> [WHAT IS EXPECTED]: With the first line below as the start and the line containing "Target: snow-streaked mountains" as the end, copy every line between them exactly, ends included.

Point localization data
==========

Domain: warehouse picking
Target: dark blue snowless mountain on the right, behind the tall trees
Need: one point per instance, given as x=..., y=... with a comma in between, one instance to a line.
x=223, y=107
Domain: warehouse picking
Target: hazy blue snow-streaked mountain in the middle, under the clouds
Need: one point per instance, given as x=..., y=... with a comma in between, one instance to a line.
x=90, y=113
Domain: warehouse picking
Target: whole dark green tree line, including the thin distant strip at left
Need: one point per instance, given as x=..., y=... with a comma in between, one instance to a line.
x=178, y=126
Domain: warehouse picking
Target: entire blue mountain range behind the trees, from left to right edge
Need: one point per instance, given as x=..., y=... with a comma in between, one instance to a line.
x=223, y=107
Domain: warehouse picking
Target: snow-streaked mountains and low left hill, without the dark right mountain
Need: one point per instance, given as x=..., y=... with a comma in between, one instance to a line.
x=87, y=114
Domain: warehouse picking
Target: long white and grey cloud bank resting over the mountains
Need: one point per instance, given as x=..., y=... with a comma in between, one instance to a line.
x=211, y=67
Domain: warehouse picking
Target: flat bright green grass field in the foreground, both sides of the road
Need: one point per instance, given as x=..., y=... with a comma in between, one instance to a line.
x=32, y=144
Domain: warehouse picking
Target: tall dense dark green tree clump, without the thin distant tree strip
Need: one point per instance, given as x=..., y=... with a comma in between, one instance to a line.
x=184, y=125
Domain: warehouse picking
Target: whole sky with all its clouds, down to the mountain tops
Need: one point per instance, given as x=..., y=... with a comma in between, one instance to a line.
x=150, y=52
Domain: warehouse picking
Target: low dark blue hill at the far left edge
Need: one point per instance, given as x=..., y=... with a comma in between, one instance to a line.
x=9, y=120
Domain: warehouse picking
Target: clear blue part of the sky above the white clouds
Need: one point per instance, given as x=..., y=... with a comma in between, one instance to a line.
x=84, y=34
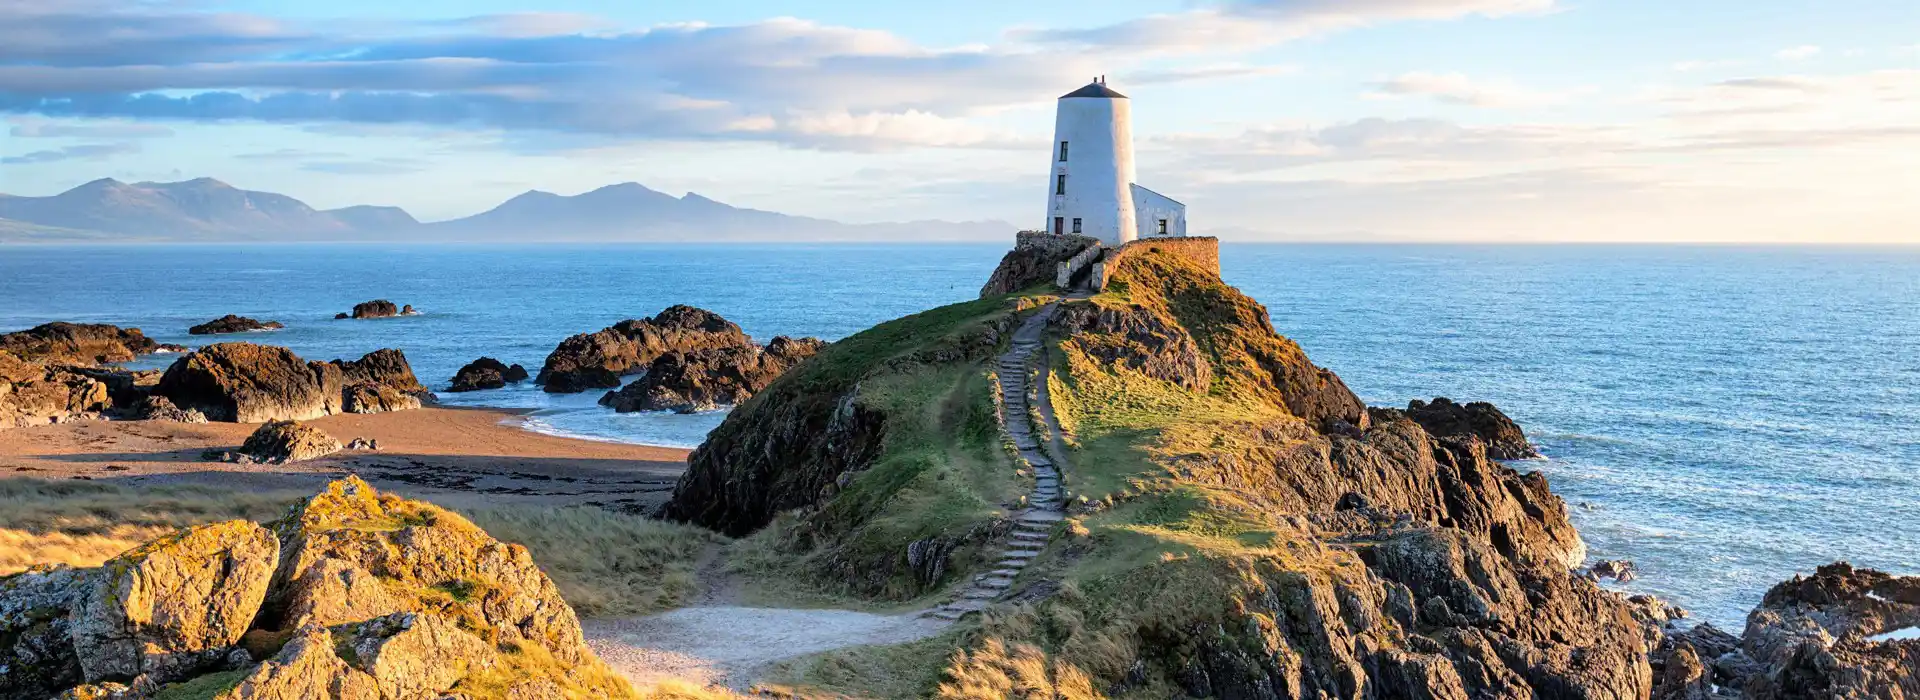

==========

> [ANSWER BOX]:
Domain: warehouse picking
Target: dark blue snowless mountain on the right, behind the tall trees
Need: one point per instance, given as x=..., y=... with a comma in between, one instance to a line.
x=223, y=107
Domain: warehouse picking
Target: hazy blue snow-streaked mountain in the middle, under the clouds
Need: one point per instance, given as x=..., y=... with a comma in between, one instance to a line.
x=90, y=113
Domain: warehouse picking
Target: whole dark green tree line, including the thin distant strip at left
Need: one point per instance, given as x=..., y=... with a comma in between, one instance to a line.
x=178, y=126
Domain: warehouse picking
Target: entire blue mountain range behind the trees, from left to right edge
Need: one point per instance, given as x=..., y=... with a comma in between, one instance to a line.
x=223, y=107
Domain: warehouse picking
Target: snow-streaked mountains and low left hill, without the dark right mountain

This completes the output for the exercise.